__AVAILABLE DATA__
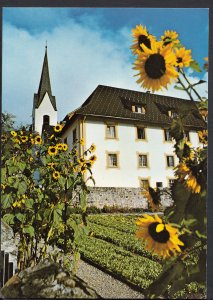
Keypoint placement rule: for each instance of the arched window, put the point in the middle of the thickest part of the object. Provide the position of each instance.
(46, 120)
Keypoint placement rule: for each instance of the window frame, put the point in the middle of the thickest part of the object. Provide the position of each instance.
(108, 166)
(167, 160)
(144, 133)
(165, 138)
(138, 160)
(116, 131)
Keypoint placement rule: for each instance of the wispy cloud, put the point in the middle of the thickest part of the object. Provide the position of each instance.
(81, 56)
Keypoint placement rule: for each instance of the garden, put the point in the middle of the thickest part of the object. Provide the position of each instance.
(42, 179)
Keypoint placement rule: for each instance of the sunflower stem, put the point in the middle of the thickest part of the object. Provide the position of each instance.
(190, 85)
(186, 89)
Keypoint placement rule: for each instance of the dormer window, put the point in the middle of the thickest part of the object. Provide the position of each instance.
(138, 109)
(172, 114)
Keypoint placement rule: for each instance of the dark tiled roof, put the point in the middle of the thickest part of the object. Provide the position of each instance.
(44, 86)
(117, 103)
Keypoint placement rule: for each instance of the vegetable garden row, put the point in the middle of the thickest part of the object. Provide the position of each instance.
(113, 246)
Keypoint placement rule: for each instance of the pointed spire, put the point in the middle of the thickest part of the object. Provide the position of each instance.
(44, 85)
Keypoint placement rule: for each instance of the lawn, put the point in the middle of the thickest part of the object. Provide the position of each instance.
(113, 246)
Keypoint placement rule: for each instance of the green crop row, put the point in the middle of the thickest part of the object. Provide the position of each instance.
(122, 223)
(134, 268)
(126, 240)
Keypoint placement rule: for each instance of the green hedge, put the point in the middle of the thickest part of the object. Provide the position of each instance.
(132, 267)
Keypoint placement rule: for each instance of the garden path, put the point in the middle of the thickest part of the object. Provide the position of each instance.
(104, 284)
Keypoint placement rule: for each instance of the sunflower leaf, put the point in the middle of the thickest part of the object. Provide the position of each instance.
(194, 65)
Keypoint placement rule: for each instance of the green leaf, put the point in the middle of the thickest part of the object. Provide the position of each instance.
(20, 217)
(9, 219)
(29, 203)
(195, 66)
(22, 187)
(178, 285)
(6, 201)
(29, 229)
(180, 195)
(179, 88)
(21, 166)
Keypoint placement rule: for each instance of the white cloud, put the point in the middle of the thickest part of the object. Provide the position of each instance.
(80, 58)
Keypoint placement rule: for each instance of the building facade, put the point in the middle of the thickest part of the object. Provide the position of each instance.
(131, 132)
(44, 103)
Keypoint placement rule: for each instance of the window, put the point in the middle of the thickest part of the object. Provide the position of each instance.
(112, 160)
(74, 136)
(142, 160)
(170, 161)
(171, 182)
(186, 136)
(167, 135)
(139, 109)
(172, 114)
(144, 183)
(46, 120)
(141, 133)
(110, 132)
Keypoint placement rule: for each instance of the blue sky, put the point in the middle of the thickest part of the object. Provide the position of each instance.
(86, 47)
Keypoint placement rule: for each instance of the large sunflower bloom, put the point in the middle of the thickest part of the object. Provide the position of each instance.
(183, 57)
(160, 238)
(24, 138)
(59, 146)
(56, 175)
(38, 140)
(141, 36)
(170, 37)
(156, 67)
(65, 147)
(52, 150)
(58, 128)
(13, 133)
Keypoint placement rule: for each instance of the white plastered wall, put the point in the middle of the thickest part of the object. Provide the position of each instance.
(45, 108)
(127, 146)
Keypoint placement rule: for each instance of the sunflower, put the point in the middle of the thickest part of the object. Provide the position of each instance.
(92, 148)
(59, 146)
(160, 238)
(170, 37)
(58, 128)
(38, 140)
(52, 150)
(192, 184)
(3, 138)
(56, 175)
(51, 165)
(93, 158)
(13, 133)
(83, 168)
(156, 67)
(81, 160)
(203, 137)
(65, 147)
(183, 57)
(82, 142)
(141, 36)
(24, 138)
(186, 175)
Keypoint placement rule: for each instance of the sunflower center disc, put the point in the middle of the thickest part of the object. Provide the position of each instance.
(179, 60)
(143, 39)
(155, 66)
(160, 237)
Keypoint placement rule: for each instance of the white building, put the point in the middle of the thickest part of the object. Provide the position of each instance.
(44, 103)
(130, 131)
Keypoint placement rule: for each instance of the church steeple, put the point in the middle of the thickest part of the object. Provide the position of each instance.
(44, 104)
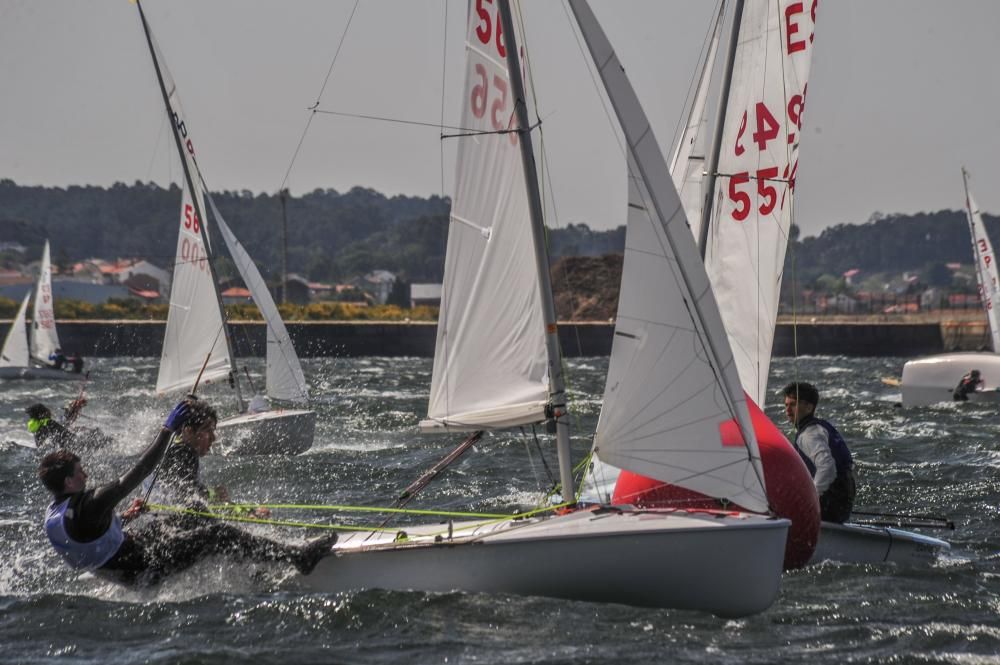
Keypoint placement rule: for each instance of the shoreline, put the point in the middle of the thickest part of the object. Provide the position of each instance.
(869, 335)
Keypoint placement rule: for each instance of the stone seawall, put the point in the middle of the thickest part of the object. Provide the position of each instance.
(346, 339)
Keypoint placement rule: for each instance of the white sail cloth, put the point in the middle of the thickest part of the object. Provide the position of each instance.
(752, 209)
(986, 266)
(44, 338)
(688, 163)
(15, 346)
(490, 361)
(194, 322)
(284, 377)
(672, 384)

__EXERCISE BRIEF__
Only the records are wanted, copied exactly, with the pictures dropped.

__RESULT__
Keypoint placement rule: for each instance of the arched window, put the point in the middle of the thickest part of the object. Provide the position of each instance.
(46, 120)
Keypoint placement rule: for each instance of the window frame, put the point in the middle of the thickest part of the object. Provide the position of each instance.
(108, 166)
(167, 160)
(144, 133)
(165, 138)
(138, 160)
(116, 131)
Keypoint placement rule: for each instance of the wispy cloud, put the point in the middle of the thickest part of the object. Provide the position of each instance.
(81, 56)
Keypoint placement rule: for each instance of the garden, put the point in the middle of the thickest part of the object. Provide the position of each instance.
(42, 179)
Keypoint placement rule: for each instance of the sunflower stem, put the point in the middle of the thickest part of the object. Provide the position of each instance.
(190, 85)
(186, 89)
Keypoint placement rule: for each instance of the dormer window, put the point in the middle of the thickest part of the object. Provide the position of each instance.
(138, 109)
(172, 114)
Keypoint placement rule: for each instance of the dark tiled roof, put the point in the middle of the thickest part of the object. Provide the position of each instance.
(44, 86)
(117, 103)
Keypoint placement rule: for each instance of the vegetable garden row, put the point in the middle of the thickest part of the object. Provide the position of each instance.
(113, 246)
Keypoint placement rule: for each instance of the pointed spire, put the point in the middle of the thickest part of the object. Provide the position of each instance.
(44, 85)
Keypoint placement rule: for each instance of the lawn, put the point in the middle of the thickest part of the object. Provide the position of each instance.
(113, 246)
Keypoint placement rule: for each instance of the green crop row, put the point in the middle of the thickest part of the object. Provide the position of each instance.
(122, 223)
(134, 268)
(126, 240)
Keypoint placement rule: for each instance of the green hedge, put the point in the middle of the thickest part of the object. Provide the position of each instance.
(132, 267)
Keypoint placement rule: for each instance of the garden path, put the point in the middle of the thickest part of the object. Provide the position of each instance.
(104, 284)
Keypoint placement rule: for each instance of the sunflower leaf, put the point in the middle of the thickest part of the object. Provide the position of each instance.
(194, 65)
Keypoint placement rule: for each instance of the green leaf, put the point in the middle of the thickest part of the object. Provide the position of each instance.
(20, 217)
(9, 219)
(29, 203)
(195, 66)
(22, 187)
(178, 285)
(6, 201)
(29, 229)
(180, 195)
(179, 88)
(21, 166)
Keypoint placement rule: for each instance of the white cloud, put the point in the middle of the thickest part of the object. Provide the position of each instance.
(80, 58)
Keypoint placement rule: for each instance of the building facade, put the point in the middle of the thickest part of the object. Provide the position of each instance.
(131, 132)
(44, 103)
Keypoint placement rule: for each instance of the window, put the point in the middle of the thickest part of the object. Provide the position of each instance.
(112, 160)
(74, 136)
(142, 160)
(170, 161)
(171, 182)
(186, 136)
(167, 135)
(139, 109)
(172, 114)
(144, 183)
(46, 120)
(141, 133)
(110, 132)
Keypoint placement rule: for each instance of the blue sky, put the point in the middle of the thickest part of the object. Provide the position of each instance.
(86, 47)
Keypoint placement rule: for each instance of the large sunflower bloom, put the point in the middle of the thickest part of the object. Provide the position of each instance.
(183, 57)
(160, 238)
(24, 138)
(59, 146)
(56, 175)
(38, 140)
(141, 36)
(170, 37)
(156, 67)
(65, 147)
(52, 150)
(58, 128)
(13, 133)
Keypoint placement rule: for each instance of the white plastered wall, put the point in the middle of the thickest part of the object. Provide the position of each instance.
(45, 108)
(127, 146)
Keypoint placement rule: for each instance of the sunflower, put the point in the middle of the thickest part of the object. Provide the position of each instance.
(92, 148)
(59, 146)
(160, 238)
(170, 37)
(58, 128)
(38, 140)
(52, 150)
(192, 184)
(3, 138)
(56, 175)
(51, 165)
(93, 158)
(13, 133)
(83, 168)
(156, 67)
(81, 160)
(203, 137)
(65, 147)
(183, 57)
(82, 142)
(141, 36)
(24, 138)
(186, 175)
Keypoint placement rule: for each instance of the sunflower center disc, put the point in the middle of the thickest part of the object. Provide the position of each instance.
(179, 60)
(143, 39)
(155, 66)
(160, 237)
Keypoint placement rule: for each instance of the white building, put the point in the middle of the thickest part of the object. Provide the position of each instance.
(44, 103)
(130, 131)
Keypoint placement rule: for each instance of the church steeple, put the point in the middle of the thickest part of the object. Provide the position of each instance.
(44, 104)
Keypoint placement rule: for each instance of the shoreline, put the point in the middle of the thickest part of the object. Provide the position of each instance.
(869, 335)
Keypoint placement rule: for each instance of the stone seawall, put the point in the middle of the thickest part of the object. Provide the position of each instance.
(346, 339)
Keypoint placement rule: for each instance of the white sail cloth, put the point in the middle of the thickest part of the object. Provide the position of each instance.
(752, 209)
(986, 266)
(44, 338)
(688, 163)
(15, 346)
(490, 361)
(194, 322)
(284, 377)
(672, 384)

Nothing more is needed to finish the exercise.